ENUNCIADO ▸ Retome o texto sobre Jesus e a adúltera logo após a última frase e dê continuidade a ele.

TRECHO DO TEXTO ▸

────────

Falávamos, domingo passado,
de dar para si e para os outros sempre novas chances, com o intuito de permitir
que as pessoas iniciem novas etapas construtivas em suas vidas. Numa clara
afronta à lei de Moisés, Jesus oferece uma nova chance a uma adúltera. Mas não
só para ela! Oferece uma nova chance também para os seus acusadores, bitolados
numa hermenêutica rígida da lei. O interessante é que tudo isso se dá na
esplanada do templo (v.2). O espaço sagrado reservado ao culto e ao cumprimento
rigoroso da lei acaba servindo como palco alternativo para o surgimento de
novas relações sociais e religiosas. Certamente João o faz com o claro intuito
de provar que ‘aquele templo’, com suas leis e cultos ‘idolátricos’, se
constitui no verdadeiro pecado de adultério. Os verdadeiros adúlteros, de fato,
são aqueles que frequentam e obedecem à rigidez do formalismo dos
sacrifícios e se esquecem da misericórdia e da justiça de Deus. Esquecem-se de
manter fidelidade ao Deus da compaixão e do amor. João cria uma esplêndida parábola
contrapondo o suposto infrator, a adúltera, - mas ela simboliza todos os que
desobedecem à lei formal, - e os supostos defensores e observantes da lei. No
cenário do templo que simboliza o aparato legitimador da lei e do sacerdócio
justicialista. Jesus aparece no centro de tudo como aquele que subverte a
finalidade da lei e do templo, espaço de adultério religioso, apontando seja
para a adúltera que para os seus acusadores não só a nova e inédita abordagem
da lei, mas, principalmente, a nova lógica e a nova prática ser seguida. Jesus
não age como um julgador movido pelo poder da lei, seja a favor ou bem como
contra ela. Tampouco se coloca acima dela, ignorando-a ou desprezando-a.
Simplesmente, age como alguém que se pauta a partir de ‘outros critérios’, algo
que a prática religiosa convencional ignora. E Ele o faz de forma construtiva,
e não pela via do contra-ataque, da contra-denúncia ou da contra-acusação.

────────

LISTAGEM BRUTA ▸

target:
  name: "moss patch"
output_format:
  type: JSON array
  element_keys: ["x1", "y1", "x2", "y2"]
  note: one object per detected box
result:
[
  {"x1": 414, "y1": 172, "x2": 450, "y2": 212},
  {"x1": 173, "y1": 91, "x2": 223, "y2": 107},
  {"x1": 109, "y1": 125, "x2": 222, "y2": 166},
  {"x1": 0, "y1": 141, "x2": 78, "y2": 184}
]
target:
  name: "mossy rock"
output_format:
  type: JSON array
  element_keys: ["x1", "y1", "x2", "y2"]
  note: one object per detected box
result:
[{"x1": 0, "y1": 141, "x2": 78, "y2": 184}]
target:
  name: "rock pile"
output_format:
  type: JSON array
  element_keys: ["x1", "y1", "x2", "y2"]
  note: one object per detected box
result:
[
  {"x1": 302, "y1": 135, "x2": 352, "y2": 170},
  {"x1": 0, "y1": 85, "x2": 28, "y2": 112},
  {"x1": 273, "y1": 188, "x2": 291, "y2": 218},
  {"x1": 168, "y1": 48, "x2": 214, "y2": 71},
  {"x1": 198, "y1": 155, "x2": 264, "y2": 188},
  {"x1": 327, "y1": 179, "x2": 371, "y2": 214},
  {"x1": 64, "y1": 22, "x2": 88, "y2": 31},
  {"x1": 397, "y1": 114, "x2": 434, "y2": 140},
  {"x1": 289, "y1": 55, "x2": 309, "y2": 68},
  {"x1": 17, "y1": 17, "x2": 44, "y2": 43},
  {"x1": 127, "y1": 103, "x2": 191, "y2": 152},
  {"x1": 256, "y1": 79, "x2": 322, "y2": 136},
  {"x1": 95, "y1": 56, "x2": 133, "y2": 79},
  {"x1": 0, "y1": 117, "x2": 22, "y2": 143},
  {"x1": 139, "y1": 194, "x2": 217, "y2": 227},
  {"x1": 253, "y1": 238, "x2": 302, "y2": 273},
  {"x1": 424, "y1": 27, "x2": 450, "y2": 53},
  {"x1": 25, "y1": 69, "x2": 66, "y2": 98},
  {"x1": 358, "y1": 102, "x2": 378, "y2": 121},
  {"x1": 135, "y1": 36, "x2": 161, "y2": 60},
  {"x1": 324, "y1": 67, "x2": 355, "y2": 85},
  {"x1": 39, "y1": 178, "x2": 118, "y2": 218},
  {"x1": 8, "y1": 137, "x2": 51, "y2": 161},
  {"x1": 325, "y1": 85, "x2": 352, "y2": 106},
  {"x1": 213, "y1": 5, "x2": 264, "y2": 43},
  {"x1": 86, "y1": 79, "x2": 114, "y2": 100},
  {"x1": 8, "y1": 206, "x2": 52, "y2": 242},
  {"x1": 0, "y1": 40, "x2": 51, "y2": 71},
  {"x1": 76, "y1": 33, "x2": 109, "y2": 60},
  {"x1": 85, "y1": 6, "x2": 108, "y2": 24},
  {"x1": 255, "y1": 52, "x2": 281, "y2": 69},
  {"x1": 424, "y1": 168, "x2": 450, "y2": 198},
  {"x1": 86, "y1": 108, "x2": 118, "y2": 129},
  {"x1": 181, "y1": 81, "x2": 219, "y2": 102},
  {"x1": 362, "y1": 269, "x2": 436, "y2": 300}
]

────────

RESPOSTA ▸
De um lado mostra que o
pecado de adultério entendido de forma clássica (infidelidade conjugal) é
infinitamente menos grave que o pecado de infidelidade a Deus, aquele que se dá
cotidianamente naquele ‘bordel sagrado, o templo’. Ao provar que ninguém escapa
dessa situação de infidelidade, Jesus deixa entender que ninguém poderá se
arvorar em juiz dos outros. Que ninguém poderá apelar para nenhuma lei que
determina a morte do infrator, - mesmo sendo legalmente aprovada, - para
puni-lo. A lei humana jamais deverá ser utilizada para punir ou castigar o seu
suposto ou real infrator. Ao contrário, ela deverá ser utilizada como
instrumento pedagógico para que o infrator compreenda que de agora em diante
terá que construir vida e respeito lá onde ele semeou morte e violência.
Construir fraternidade e justiça lá onde dividiu, extorquiu e humilhou. A
parábola encerra-se com um oferecimento recíproco de novas chances para
recomeçar. Não somente a que Jesus oferece à ‘adúltera’, mas também a que os
acusadores oferecem para ela e para si próprios ao desistir de apedrejá-la e ao
voltar ao seu cotidiano com outra mentalidade. Um apelo recíproco para
construir uma nova prática de justiça. Não a justiça punitiva e a repressora,
mas a justiça que reconstrói relações e tecidos que haviam sido rompidos por
todos.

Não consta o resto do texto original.